**What needs to be done:**
For the entries that follow, count the lines containing the string "below" and write only the number.

**Information provided:**
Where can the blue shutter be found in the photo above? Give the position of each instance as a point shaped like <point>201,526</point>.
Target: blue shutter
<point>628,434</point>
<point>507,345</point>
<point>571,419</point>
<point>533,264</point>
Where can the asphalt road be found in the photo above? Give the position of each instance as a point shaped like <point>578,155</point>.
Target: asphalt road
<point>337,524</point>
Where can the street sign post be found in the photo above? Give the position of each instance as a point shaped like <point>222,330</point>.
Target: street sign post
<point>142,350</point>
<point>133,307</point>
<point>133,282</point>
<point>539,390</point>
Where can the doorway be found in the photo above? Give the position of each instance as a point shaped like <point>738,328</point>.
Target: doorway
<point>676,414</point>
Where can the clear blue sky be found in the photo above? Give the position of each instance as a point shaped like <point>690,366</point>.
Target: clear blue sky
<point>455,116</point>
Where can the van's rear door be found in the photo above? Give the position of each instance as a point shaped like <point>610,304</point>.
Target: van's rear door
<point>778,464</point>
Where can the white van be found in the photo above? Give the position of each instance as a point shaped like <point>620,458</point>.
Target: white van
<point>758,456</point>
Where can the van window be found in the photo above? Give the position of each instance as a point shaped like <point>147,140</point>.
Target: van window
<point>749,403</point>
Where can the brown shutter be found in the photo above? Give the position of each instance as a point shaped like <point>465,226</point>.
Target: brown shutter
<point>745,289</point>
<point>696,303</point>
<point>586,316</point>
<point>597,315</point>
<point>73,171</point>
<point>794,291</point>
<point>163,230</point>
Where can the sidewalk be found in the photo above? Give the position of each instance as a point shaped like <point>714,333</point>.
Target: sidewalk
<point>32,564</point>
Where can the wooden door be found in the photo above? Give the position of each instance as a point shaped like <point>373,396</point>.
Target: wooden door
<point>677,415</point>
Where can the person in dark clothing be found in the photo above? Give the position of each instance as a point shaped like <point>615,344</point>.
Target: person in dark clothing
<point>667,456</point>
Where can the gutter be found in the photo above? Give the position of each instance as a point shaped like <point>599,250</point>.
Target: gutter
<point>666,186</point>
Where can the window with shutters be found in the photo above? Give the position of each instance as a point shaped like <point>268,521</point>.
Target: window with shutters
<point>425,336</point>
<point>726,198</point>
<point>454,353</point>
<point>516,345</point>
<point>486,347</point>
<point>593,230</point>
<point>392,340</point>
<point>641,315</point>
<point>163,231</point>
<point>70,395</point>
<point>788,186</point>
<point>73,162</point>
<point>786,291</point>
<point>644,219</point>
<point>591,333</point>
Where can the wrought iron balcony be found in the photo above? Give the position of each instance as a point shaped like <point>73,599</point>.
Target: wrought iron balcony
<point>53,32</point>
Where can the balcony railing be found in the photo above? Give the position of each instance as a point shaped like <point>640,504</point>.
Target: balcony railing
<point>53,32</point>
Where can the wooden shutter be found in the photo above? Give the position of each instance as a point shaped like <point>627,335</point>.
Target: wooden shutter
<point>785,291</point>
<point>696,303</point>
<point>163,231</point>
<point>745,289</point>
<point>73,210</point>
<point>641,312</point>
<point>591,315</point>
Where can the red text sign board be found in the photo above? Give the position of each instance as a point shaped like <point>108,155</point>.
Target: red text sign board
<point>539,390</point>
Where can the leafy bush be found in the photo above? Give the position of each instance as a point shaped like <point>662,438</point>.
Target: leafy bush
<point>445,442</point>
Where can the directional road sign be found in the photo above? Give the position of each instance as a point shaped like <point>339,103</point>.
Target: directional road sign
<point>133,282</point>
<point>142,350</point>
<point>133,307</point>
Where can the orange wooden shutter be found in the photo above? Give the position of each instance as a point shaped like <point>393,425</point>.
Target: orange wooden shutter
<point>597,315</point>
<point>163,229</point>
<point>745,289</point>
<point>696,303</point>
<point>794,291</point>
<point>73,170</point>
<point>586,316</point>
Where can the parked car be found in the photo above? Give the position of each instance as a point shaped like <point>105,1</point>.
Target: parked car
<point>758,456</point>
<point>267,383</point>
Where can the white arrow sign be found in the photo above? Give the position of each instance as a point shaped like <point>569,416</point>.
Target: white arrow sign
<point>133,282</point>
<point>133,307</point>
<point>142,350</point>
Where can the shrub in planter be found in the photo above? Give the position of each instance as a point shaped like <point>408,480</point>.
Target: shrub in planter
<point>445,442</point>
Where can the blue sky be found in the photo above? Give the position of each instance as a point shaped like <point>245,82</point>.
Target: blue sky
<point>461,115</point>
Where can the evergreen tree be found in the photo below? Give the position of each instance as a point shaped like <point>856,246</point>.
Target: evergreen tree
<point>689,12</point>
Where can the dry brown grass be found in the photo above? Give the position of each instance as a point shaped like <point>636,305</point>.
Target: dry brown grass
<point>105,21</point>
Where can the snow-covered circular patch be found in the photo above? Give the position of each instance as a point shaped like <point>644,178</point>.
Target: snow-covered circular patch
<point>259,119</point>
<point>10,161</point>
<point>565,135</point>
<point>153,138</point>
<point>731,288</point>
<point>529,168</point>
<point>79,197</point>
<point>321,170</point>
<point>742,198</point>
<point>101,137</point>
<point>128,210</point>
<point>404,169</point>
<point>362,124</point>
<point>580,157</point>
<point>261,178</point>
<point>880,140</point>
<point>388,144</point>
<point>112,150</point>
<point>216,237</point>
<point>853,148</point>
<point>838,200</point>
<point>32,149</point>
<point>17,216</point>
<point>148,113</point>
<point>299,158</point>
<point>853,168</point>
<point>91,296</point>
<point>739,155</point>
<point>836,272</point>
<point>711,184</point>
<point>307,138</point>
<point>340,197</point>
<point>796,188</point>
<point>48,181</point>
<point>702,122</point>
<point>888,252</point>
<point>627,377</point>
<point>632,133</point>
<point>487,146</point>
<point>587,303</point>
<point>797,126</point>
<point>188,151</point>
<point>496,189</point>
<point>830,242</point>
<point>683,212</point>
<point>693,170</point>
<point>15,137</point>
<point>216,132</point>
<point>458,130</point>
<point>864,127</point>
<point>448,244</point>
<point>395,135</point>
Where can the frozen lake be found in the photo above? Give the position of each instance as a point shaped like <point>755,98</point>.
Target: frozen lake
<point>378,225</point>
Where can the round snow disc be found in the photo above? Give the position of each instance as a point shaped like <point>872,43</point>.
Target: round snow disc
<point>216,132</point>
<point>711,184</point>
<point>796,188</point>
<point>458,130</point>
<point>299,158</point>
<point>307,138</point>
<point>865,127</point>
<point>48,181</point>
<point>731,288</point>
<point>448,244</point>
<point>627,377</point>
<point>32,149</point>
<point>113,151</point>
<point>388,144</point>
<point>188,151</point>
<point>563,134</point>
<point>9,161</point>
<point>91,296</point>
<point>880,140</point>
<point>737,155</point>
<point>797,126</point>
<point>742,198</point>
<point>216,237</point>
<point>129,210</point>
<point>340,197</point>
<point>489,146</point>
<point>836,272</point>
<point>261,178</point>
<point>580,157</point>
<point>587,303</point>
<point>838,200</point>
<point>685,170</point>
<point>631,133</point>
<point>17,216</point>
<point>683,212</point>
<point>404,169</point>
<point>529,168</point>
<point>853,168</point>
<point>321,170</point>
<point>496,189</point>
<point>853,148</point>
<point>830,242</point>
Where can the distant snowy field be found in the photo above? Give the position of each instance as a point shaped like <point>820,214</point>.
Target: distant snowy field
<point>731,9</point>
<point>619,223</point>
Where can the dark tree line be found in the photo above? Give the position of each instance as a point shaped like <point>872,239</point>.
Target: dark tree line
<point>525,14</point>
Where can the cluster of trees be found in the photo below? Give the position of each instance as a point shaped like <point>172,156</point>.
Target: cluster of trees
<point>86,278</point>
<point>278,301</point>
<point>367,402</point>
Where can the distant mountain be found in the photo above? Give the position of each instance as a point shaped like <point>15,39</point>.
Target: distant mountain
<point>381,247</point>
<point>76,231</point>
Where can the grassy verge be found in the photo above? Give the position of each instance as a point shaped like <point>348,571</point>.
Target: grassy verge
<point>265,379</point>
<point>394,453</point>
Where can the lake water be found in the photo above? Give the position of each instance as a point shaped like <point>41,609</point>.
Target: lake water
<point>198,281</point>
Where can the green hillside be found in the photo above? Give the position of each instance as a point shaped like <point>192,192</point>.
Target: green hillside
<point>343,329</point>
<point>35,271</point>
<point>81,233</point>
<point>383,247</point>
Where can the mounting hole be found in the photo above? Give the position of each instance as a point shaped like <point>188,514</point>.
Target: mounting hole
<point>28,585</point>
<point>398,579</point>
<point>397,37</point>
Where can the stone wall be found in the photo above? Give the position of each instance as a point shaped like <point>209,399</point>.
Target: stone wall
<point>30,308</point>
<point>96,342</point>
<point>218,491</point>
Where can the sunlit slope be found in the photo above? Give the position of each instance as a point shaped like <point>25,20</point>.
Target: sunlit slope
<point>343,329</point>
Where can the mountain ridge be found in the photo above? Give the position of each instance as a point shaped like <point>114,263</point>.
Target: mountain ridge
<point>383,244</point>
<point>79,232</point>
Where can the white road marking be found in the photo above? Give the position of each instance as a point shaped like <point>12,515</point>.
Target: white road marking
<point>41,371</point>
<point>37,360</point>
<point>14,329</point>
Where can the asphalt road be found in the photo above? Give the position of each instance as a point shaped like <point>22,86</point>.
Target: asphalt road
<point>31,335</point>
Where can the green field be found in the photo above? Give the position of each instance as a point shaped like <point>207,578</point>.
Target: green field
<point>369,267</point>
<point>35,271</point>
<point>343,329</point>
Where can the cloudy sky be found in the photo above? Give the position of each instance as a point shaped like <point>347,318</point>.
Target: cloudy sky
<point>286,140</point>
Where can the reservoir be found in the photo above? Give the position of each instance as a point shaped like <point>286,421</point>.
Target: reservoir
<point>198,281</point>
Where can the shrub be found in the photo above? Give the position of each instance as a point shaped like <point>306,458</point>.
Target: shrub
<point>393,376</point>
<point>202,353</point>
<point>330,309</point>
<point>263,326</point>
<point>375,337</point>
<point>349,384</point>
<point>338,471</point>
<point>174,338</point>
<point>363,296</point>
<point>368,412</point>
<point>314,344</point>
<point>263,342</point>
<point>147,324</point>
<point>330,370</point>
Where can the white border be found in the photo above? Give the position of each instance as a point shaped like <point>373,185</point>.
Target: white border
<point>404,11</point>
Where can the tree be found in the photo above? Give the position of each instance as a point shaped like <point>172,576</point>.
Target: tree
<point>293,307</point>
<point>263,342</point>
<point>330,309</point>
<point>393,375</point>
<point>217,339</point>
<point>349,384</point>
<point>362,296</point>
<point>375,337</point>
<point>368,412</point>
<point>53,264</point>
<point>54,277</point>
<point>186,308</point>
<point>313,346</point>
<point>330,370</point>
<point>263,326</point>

**Response area:**
2